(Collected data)
** Begin **
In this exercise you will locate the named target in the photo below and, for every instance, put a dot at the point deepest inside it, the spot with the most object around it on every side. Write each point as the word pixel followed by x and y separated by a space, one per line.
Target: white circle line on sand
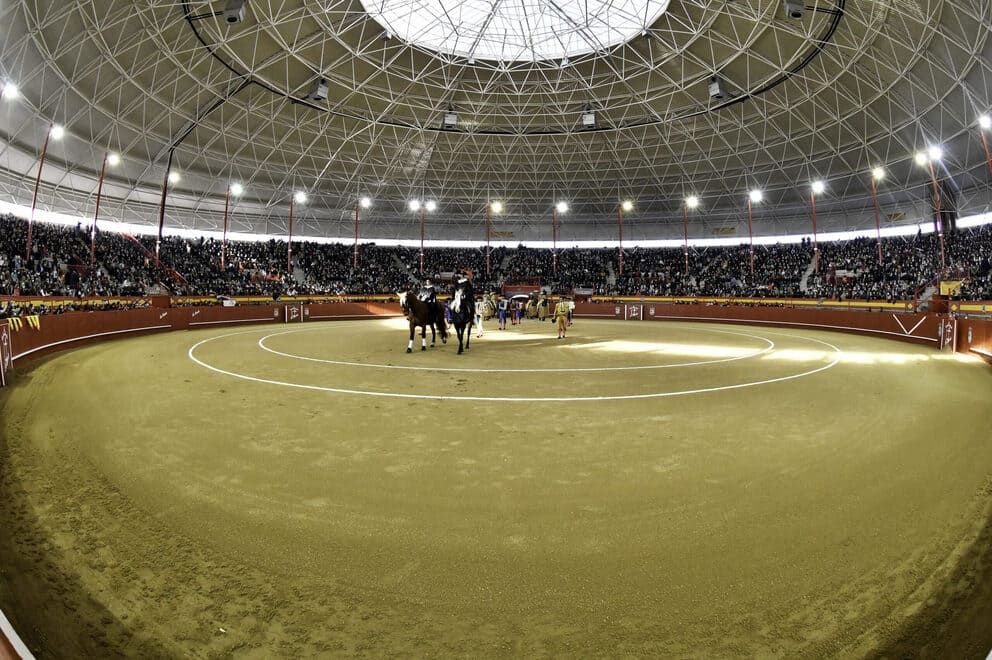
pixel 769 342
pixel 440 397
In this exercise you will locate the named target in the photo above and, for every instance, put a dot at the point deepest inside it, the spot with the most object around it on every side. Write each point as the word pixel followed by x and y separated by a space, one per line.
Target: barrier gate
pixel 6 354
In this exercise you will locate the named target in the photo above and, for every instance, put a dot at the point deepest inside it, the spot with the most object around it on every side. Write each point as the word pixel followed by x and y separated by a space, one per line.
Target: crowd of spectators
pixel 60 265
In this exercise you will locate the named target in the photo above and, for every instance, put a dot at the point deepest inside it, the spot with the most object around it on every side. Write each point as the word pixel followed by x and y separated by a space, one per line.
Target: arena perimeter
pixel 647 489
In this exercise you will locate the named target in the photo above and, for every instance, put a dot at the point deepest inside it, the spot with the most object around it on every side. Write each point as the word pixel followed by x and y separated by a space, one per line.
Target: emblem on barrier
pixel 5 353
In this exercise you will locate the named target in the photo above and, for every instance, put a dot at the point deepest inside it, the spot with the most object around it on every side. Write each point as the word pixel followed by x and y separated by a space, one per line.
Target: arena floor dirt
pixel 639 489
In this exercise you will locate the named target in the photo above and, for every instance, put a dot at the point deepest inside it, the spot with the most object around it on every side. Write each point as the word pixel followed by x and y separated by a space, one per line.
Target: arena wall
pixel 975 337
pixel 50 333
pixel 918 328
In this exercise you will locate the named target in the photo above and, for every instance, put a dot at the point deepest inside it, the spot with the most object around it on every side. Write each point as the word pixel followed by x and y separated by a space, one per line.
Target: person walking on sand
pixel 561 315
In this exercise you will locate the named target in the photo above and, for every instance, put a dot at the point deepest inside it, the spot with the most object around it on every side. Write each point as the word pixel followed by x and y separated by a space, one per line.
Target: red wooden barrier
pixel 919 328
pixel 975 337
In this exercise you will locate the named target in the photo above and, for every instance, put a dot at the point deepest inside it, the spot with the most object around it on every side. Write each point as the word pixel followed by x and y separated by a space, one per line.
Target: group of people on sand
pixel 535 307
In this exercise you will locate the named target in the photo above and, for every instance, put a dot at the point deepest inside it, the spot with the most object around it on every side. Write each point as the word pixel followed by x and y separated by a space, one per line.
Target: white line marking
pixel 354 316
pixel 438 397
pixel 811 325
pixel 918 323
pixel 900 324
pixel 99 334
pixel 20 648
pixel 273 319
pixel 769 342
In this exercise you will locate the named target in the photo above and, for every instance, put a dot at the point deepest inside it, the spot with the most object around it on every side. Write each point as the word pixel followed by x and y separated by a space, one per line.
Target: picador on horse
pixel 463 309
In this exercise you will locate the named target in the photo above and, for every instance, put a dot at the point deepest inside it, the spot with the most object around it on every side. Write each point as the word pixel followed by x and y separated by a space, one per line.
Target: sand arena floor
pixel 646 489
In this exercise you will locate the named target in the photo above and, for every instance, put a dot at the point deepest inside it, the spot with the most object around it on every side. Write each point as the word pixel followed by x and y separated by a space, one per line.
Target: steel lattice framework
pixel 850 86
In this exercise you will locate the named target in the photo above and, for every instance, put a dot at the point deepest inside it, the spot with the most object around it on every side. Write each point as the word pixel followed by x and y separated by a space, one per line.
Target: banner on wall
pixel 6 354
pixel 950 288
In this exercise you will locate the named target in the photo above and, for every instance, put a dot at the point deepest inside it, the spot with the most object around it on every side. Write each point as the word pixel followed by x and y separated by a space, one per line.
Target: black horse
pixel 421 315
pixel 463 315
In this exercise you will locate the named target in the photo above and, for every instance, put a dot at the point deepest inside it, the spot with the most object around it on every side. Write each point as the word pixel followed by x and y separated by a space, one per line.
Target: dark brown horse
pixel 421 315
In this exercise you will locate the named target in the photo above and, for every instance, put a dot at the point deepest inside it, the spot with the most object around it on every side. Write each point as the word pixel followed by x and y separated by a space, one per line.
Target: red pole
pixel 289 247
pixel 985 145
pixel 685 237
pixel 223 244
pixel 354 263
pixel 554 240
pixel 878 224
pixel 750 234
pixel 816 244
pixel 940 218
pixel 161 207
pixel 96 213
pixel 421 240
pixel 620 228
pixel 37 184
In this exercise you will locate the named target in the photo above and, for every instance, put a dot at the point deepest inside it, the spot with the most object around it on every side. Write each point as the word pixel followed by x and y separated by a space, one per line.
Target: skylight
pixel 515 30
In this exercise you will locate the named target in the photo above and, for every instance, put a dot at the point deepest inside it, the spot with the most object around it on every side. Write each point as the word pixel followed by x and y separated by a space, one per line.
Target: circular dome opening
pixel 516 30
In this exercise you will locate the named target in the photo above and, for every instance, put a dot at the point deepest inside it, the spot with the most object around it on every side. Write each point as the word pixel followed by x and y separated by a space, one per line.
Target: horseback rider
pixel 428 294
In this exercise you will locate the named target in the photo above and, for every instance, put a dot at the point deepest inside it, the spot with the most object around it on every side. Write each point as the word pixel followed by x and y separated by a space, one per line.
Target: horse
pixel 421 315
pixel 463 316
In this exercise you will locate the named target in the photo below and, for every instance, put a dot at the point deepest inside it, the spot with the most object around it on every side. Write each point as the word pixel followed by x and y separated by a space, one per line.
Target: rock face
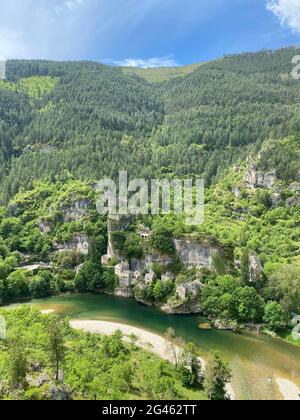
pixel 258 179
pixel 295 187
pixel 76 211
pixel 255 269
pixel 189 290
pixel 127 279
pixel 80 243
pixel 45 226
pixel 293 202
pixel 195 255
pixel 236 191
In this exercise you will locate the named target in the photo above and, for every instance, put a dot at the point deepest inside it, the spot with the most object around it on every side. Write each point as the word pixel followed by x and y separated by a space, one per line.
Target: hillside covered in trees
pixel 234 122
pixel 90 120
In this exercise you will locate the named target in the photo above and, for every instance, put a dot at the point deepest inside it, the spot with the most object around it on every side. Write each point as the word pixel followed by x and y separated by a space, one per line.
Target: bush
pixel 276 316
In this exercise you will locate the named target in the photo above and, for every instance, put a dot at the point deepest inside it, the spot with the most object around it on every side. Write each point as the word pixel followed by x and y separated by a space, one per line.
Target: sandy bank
** End **
** Begin **
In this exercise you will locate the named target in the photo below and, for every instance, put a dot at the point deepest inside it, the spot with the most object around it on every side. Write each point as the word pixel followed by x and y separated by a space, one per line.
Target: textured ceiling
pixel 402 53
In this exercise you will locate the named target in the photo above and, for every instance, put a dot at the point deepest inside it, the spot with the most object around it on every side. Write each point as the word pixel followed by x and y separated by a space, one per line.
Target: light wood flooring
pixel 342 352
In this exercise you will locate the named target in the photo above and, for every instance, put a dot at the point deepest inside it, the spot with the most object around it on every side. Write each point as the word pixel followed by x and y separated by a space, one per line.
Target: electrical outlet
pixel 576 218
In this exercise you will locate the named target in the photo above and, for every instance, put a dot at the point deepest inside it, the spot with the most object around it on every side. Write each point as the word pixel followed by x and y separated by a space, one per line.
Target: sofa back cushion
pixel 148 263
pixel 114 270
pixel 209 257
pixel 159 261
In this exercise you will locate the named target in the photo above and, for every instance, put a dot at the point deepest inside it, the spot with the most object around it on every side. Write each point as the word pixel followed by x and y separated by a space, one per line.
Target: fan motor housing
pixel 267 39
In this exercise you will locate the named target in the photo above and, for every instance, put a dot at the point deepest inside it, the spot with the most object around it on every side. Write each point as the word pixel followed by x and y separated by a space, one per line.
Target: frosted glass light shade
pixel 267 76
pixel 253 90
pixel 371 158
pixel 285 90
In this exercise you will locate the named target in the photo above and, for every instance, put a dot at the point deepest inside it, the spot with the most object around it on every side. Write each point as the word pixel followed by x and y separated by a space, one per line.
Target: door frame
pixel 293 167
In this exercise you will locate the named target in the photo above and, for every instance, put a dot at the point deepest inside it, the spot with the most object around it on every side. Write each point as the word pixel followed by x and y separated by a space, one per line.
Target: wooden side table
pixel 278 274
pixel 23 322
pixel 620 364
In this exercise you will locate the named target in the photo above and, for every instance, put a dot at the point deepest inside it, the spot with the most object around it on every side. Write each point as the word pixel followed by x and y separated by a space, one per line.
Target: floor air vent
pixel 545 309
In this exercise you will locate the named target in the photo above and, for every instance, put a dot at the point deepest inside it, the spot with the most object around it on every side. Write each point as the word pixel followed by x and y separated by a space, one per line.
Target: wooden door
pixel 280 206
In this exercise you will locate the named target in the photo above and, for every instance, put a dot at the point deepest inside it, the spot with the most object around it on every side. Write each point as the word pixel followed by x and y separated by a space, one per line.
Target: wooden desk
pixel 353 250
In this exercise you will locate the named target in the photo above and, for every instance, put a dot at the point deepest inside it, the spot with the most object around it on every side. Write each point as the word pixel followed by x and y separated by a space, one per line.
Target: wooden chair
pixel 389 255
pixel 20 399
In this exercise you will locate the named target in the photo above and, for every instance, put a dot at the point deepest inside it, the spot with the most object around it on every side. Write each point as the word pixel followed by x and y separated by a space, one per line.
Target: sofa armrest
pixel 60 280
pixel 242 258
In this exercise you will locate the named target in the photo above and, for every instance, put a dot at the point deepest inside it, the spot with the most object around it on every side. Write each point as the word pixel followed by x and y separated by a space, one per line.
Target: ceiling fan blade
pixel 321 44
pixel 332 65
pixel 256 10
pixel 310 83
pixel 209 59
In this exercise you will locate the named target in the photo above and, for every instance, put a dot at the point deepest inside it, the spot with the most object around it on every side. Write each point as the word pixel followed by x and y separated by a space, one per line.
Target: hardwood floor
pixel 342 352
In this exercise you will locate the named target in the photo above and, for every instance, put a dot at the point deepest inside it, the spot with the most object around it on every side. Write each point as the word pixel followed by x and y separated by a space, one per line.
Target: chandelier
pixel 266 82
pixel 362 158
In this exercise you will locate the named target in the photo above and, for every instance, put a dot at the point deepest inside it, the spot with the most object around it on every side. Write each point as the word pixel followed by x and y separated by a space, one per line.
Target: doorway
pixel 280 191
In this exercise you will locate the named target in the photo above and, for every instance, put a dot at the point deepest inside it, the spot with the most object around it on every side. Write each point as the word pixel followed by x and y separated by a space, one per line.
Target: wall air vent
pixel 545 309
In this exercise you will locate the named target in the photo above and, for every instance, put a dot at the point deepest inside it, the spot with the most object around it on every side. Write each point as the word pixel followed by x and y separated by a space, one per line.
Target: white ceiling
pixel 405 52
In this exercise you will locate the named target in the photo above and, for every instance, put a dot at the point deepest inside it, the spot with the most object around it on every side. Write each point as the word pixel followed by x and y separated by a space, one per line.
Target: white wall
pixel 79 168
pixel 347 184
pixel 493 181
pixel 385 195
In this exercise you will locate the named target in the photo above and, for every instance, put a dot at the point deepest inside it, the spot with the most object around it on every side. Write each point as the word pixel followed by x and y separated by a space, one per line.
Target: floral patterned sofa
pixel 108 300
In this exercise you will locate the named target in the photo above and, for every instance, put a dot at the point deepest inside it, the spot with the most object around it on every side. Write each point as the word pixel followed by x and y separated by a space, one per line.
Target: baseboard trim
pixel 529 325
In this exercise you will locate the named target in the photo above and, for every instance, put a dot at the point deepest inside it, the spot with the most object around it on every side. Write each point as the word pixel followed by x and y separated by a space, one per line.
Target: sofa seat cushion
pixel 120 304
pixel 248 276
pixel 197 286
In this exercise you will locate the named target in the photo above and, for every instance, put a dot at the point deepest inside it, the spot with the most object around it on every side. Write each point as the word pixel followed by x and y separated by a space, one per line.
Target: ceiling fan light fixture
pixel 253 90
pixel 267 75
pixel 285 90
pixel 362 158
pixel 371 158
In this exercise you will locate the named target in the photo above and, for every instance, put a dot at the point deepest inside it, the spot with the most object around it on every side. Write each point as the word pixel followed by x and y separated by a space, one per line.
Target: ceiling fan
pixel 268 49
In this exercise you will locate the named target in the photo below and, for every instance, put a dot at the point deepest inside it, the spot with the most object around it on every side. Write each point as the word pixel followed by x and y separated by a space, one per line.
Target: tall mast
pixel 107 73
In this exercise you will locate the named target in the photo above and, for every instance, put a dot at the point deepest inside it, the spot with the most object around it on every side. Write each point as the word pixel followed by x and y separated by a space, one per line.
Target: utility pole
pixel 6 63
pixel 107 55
** End **
** Begin **
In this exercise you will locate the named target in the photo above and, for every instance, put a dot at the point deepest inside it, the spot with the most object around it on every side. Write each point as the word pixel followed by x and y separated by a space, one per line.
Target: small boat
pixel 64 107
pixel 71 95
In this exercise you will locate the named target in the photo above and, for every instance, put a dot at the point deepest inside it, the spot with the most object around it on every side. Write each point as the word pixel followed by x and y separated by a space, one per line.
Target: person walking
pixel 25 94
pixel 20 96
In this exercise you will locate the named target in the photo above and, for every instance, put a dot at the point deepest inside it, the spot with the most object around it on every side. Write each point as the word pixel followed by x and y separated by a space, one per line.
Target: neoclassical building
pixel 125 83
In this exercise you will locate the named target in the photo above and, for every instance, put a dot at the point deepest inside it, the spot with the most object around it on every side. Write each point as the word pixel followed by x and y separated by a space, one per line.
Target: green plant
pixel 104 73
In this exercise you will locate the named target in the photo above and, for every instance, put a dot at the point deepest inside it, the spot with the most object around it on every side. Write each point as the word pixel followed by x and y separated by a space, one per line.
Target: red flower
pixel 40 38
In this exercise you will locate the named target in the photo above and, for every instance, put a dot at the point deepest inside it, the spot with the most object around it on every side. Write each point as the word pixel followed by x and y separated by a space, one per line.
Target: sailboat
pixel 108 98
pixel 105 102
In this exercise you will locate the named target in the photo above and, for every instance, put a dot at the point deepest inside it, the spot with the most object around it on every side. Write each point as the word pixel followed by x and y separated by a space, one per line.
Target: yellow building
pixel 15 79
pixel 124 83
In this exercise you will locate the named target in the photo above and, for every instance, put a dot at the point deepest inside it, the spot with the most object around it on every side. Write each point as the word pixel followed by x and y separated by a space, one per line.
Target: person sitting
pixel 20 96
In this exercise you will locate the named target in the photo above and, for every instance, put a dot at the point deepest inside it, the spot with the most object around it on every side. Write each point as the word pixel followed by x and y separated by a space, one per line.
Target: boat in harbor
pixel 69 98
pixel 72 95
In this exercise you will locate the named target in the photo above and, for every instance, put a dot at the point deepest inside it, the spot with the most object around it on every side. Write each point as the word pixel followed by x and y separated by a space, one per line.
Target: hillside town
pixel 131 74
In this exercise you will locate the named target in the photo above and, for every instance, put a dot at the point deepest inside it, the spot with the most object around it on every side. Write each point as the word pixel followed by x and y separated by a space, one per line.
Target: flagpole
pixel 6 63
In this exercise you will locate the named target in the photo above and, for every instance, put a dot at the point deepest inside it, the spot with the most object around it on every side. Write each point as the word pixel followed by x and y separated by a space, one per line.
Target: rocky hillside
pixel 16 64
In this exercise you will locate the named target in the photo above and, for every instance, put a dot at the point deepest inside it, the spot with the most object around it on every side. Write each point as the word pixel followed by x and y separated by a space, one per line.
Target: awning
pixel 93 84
** End **
▸ GIVEN PROBLEM:
Show every row above that contains the word "building", copying each one in full.

▸ RESULT OF THIS EXERCISE:
Target: neoclassical building
Target: yellow building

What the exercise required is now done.